SOURCE TEXT -
Am i going to "create" another distributed framework?

"this is a very personal choice"

https://github.com/bithound/farm.bithound.io It is a very personal choice, choose the tools that work for you, the network design that works for you.
ØMQ looks like an embeddable networking library but acts like a concurrency framework.
                  .------------.        .--------------.
                  |            |        |              |
                  | TCP socket +------->|              | ZAP!
                  |            | BOOM!  |  0MQ socket  |
                  '------------'        |              |  POW!!
                    ^    ^    ^         |              |
                    |    |    |         '--------------'
                    |    |    |
                    |    |    |
                    |    |    '--------- Spandex
                    |    |
                    |    '-------------- Cosmic rays

                   Illegal radioisotopes from
                   secret Soviet atomic city
          

Sockets that carry atomic messages across various transports like:

  • in-process
  • inter-process (shared memory)
  • TCP
  • multicast

You can connect sockets N-to-N with patterns like

  • fan-out, fan-in
  • publish-subscribe
  • task distribution
  • request-reply

Tasks

  • Think of the atomic chunks of work in your app
  • You are probably wrong
  • understand your project
  • assess your applications needs
  • only then define your tasks
Build in a way that you can adapt.

Roles

                   .------------.             .------------.
                   |            |             |            |
                   |   MASTER   |             |   SLAVE    |
                   |            |             |            |
                   .------------.             .------------.

                   - starts jobs              - works on jobs
                   - breaks down work
                   - listens to status

          
Master = web app
     .------------. Hey, can you do this thing for me?  .------------.

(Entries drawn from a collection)
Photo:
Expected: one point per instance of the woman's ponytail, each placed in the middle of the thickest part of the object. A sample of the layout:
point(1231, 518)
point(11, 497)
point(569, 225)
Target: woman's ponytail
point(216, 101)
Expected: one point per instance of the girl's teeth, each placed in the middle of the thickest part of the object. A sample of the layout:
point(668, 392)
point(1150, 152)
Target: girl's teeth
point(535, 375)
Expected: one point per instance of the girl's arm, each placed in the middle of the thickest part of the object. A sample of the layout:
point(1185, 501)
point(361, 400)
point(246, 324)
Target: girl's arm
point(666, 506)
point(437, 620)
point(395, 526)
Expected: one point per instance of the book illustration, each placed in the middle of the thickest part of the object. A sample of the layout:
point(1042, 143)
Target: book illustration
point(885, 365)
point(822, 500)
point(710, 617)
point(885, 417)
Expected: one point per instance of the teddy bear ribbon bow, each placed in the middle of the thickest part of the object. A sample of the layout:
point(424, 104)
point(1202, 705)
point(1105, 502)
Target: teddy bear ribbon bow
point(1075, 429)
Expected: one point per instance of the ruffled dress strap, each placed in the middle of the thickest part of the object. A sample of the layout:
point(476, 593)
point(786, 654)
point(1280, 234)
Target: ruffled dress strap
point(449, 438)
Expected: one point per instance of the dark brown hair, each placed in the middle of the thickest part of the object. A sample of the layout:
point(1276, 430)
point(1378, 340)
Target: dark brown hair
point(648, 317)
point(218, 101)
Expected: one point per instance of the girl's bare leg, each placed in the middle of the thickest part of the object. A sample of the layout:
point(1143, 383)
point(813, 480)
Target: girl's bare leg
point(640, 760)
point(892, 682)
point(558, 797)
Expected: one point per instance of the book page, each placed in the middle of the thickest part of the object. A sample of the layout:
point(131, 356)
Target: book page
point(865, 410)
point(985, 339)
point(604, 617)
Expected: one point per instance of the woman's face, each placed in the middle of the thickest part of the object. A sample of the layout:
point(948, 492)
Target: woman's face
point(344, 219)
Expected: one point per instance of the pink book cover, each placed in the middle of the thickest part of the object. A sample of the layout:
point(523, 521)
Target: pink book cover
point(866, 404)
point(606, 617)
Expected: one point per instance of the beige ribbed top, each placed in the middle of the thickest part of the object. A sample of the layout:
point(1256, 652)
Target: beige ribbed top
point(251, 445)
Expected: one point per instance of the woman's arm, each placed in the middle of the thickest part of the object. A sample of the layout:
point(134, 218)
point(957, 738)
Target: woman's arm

EXERCISE GOAL - According to the text on ØMQ, what does ØMQ look like, and how does it act?

SOLUTION TO THIS PROBLEM - It looks like an embeddable networking library but acts like a concurrency framework.